TRY IT: Lines in the listing below may contain the string "house". Say how many do, giving only the number.

INFORMATION SUPPLIED:
=======

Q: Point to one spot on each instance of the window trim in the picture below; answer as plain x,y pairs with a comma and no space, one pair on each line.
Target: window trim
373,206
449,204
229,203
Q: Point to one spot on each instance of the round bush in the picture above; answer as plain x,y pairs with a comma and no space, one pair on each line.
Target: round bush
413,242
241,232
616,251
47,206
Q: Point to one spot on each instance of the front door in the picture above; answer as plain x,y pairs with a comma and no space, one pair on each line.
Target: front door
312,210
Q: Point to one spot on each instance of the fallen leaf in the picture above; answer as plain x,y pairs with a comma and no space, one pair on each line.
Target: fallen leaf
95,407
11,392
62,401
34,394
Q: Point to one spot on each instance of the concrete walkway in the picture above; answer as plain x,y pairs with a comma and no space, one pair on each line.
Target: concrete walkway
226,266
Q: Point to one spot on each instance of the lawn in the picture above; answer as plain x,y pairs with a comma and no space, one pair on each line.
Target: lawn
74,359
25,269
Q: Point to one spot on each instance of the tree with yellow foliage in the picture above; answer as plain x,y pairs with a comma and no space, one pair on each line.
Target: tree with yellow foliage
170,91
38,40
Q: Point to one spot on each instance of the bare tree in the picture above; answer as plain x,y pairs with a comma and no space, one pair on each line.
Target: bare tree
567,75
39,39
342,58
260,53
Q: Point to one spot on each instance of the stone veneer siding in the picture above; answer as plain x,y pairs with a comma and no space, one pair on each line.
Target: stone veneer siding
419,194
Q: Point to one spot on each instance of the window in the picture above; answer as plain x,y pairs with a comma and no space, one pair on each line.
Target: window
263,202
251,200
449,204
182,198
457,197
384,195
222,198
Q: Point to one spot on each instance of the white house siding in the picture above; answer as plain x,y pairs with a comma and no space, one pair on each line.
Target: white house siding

=======

TASK RESPONSE: 2